抜粋:
======

サンタから預かったDS

公開日: 心温まる話 | 震災に関する話

震災の日

私は、宮城県に住んでいる。

その日も朝から、寒空の下、スーパーの前に長い列ができていた。

並んでいた私の前には、母親と、泣きべそをかいた小さな男の子がいた。

男の子は、手の中に壊れたニンテンドーDSを抱えていた。

画面にはひびが入り、ボタンの隙間からは小さな部品が飛び出している。

それでも、男の子は諦めきれない様子で、ボタンを何度も押していた。

けれど、DSはもう動かない。

男の子は、それを確かめるたびに、ひときわ深いため息をついていた。

母親との会話が、自然と耳に入ってきた。

どうやらそのDSは、去年のクリスマスに「サンタさん」からもらったものだったらしい。

子どもは、壊れたゲーム機のことよりも、サンタさんが怒っていないかを心配していた。

「ごめんなさいって、伝えたら、サンタさん、もう来てくれないかな……」

その言葉に、胸が締めつけられた。

======

データ記録:
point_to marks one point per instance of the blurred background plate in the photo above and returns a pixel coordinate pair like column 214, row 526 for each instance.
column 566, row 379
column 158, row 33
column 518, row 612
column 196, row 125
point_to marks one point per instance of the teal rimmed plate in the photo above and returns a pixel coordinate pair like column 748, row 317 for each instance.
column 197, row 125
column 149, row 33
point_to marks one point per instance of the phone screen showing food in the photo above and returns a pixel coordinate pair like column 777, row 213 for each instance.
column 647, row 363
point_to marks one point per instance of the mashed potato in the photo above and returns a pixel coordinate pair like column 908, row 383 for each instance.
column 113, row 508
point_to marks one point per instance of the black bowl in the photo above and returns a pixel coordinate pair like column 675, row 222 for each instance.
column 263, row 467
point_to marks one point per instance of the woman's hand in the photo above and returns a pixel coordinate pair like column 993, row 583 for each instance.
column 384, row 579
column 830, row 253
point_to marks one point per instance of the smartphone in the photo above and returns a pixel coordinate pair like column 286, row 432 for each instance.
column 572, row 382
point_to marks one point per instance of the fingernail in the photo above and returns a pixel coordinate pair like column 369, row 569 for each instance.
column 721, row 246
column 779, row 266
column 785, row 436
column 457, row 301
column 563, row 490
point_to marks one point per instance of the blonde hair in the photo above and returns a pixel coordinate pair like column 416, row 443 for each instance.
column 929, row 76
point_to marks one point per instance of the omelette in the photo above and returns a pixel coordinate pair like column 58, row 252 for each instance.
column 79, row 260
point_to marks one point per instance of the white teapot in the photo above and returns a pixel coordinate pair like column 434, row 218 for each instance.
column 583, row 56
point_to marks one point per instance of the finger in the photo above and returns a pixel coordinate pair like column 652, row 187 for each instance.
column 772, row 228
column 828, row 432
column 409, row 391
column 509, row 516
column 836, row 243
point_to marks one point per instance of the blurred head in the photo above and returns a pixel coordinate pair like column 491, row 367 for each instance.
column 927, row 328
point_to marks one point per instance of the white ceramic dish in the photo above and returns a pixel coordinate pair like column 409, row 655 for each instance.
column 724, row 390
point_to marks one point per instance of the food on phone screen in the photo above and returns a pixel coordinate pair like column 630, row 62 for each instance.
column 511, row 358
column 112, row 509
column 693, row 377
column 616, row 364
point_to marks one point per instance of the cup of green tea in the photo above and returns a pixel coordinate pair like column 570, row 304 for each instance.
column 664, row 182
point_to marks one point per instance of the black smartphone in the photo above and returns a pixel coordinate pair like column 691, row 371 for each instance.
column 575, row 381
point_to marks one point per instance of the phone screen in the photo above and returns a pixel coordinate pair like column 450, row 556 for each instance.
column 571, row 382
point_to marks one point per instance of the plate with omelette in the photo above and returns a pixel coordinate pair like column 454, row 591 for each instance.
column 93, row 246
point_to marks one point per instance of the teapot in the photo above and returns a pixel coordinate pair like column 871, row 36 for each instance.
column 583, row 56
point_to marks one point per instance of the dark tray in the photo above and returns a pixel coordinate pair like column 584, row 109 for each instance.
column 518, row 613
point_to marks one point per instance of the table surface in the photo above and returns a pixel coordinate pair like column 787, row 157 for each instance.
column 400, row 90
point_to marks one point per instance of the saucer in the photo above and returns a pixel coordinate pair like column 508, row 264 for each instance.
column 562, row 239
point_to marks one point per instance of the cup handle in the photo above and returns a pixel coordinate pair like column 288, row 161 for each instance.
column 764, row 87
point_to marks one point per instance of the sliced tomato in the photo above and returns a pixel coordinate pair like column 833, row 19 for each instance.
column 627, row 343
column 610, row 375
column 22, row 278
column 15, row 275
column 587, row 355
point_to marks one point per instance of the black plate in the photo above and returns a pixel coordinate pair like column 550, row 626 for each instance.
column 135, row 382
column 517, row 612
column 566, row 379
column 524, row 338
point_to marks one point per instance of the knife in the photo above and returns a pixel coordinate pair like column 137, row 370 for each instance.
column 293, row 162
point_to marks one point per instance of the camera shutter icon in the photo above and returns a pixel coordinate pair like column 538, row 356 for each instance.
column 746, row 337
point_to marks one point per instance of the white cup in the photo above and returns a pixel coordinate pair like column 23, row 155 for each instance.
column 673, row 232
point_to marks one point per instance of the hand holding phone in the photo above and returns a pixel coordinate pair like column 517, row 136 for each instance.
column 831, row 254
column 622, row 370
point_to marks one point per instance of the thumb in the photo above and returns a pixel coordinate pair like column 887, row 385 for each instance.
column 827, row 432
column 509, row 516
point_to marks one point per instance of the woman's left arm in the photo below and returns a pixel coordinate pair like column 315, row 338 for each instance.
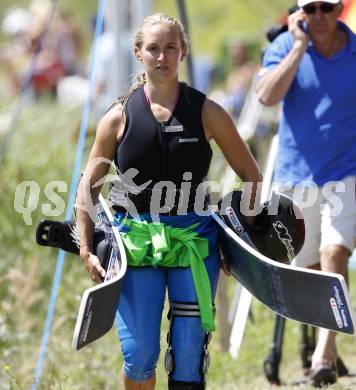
column 218, row 125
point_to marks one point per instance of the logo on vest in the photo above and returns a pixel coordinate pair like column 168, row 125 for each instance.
column 173, row 129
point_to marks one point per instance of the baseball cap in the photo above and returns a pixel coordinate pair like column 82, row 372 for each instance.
column 302, row 3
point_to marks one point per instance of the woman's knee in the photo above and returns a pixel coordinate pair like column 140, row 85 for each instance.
column 140, row 358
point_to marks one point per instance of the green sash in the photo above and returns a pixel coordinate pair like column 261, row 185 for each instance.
column 157, row 244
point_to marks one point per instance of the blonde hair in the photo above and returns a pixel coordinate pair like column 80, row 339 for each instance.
column 139, row 78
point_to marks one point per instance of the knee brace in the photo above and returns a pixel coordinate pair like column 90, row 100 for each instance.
column 185, row 309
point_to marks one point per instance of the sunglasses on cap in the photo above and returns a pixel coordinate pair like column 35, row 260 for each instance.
column 325, row 8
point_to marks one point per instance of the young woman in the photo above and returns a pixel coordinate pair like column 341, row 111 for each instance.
column 162, row 129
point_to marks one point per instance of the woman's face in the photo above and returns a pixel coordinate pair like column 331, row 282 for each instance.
column 161, row 52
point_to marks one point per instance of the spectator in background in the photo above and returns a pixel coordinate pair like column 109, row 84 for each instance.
column 311, row 68
column 55, row 47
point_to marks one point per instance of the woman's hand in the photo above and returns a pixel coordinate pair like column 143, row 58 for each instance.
column 92, row 264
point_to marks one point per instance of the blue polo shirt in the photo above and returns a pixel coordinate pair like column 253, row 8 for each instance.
column 317, row 130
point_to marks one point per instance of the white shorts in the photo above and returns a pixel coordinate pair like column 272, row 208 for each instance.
column 329, row 216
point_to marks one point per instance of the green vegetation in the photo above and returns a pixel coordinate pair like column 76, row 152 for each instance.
column 43, row 150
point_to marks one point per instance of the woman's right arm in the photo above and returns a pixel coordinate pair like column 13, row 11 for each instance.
column 108, row 136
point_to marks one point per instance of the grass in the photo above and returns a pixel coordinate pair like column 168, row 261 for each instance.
column 43, row 150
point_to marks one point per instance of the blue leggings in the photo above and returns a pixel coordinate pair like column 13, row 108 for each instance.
column 140, row 312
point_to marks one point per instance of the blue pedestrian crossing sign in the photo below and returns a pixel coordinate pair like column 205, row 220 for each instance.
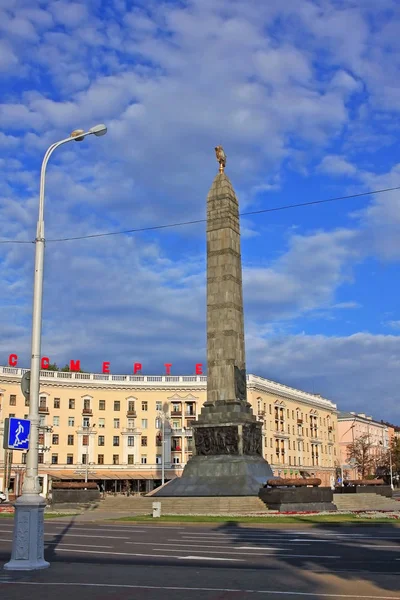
column 16, row 434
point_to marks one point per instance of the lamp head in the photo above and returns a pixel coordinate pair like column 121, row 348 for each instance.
column 98, row 130
column 77, row 135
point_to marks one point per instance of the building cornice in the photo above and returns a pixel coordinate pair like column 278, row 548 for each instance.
column 278, row 389
column 137, row 383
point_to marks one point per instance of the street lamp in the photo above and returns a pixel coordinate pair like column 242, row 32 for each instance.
column 163, row 415
column 28, row 539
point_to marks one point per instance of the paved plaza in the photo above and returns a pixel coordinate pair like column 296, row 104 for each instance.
column 95, row 561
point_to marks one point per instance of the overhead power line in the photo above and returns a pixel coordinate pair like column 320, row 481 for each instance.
column 197, row 221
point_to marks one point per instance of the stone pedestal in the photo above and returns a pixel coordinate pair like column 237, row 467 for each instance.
column 27, row 549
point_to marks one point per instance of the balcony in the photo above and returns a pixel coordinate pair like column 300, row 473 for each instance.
column 131, row 431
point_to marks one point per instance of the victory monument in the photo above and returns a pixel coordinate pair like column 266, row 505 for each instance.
column 227, row 436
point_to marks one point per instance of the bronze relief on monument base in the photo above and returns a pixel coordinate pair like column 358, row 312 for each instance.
column 240, row 384
column 216, row 440
column 252, row 439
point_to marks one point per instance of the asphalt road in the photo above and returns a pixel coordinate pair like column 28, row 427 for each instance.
column 149, row 562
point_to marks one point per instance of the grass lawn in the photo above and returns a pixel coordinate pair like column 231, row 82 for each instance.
column 343, row 518
column 46, row 515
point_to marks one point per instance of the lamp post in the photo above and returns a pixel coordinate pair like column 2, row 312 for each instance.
column 163, row 416
column 28, row 538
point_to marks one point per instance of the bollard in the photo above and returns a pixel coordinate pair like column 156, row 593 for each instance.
column 156, row 509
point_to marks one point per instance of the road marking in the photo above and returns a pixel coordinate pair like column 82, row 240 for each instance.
column 254, row 550
column 198, row 546
column 103, row 537
column 148, row 555
column 210, row 558
column 78, row 545
column 196, row 589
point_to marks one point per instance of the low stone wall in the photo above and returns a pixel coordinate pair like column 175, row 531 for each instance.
column 381, row 490
column 298, row 499
column 74, row 496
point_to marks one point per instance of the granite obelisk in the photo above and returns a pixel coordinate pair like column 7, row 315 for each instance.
column 228, row 438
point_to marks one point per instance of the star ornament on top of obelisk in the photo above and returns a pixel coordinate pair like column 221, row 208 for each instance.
column 221, row 158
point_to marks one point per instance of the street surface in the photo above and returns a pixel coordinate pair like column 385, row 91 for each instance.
column 148, row 562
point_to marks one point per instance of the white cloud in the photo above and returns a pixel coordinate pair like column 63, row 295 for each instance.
column 337, row 165
column 8, row 59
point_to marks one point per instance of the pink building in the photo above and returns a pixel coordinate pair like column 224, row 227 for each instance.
column 353, row 426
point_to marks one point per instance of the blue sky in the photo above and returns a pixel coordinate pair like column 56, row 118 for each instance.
column 305, row 98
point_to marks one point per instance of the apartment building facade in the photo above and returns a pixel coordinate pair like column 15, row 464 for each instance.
column 120, row 430
column 355, row 426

======

取り組む課題:
a: DSの話から、「画面にはひびが入り、ボタンの隙間からは小さな部品が飛び出している。」から「らもらったものだったらしい。」までを、両端を含めて一字も変えずに返してください。
b: DSの話によると、男の子が抱えていたDSは、去年のクリスマスに誰からもらったものですか。
c: DSの話を、最後の文の後から続けて書いてください。

解答一覧:
a:
画面にはひびが入り、ボタンの隙間からは小さな部品が飛び出している。

それでも、男の子は諦めきれない様子で、ボタンを何度も押していた。

けれど、DSはもう動かない。

男の子は、それを確かめるたびに、ひときわ深いため息をついていた。

母親との会話が、自然と耳に入ってきた。

どうやらそのDSは、去年のクリスマスに「サンタさん」からもらったものだったらしい。

b: 「サンタさん」からもらったものです。

c:
列に並んでいた人たちも、沈黙したまま目を伏せていた。

そのときだった。

列の少し後ろにいた、ひとりの中学生くらいの男の子が、静かに前へ歩み出てきた。

男の子は、その泣いていた子の前に立ち、何も言わず、自分のニンテンドーDSを差し出した。

「サンタさんから、頼まれたんだ」

そう言って、壊れたDSと、自分のDSを交換したのだ。

小さな男の子は、しばらく呆然としたあと、ぱっと笑顔になった。

その手には、今動く、新しいDSが握られていた。

母親は、涙を浮かべながら、何度も頭を下げていた。

周囲にいた人たちは、ただ静かにそのやり取りを見つめていた。

あまりにも出来すぎた話のようだが、これは本当の出来事だ。

あの日、電気も水もなかった。

寒さに凍えながら、食料も不十分で、不安ばかりが押し寄せていた。

それでも、あの一瞬だけは、心に灯りがともった気がした。

余談だが、その光景を目にしていた何人かのおばちゃんたちが、列の中学生にそっと食料を分けていた。

パンや缶詰、数少ない保存食を、手渡していた。

私も、彼から力をもらった。

だから今、これを読んでくれているあなたにも、その気持ちを少しでも届けたい。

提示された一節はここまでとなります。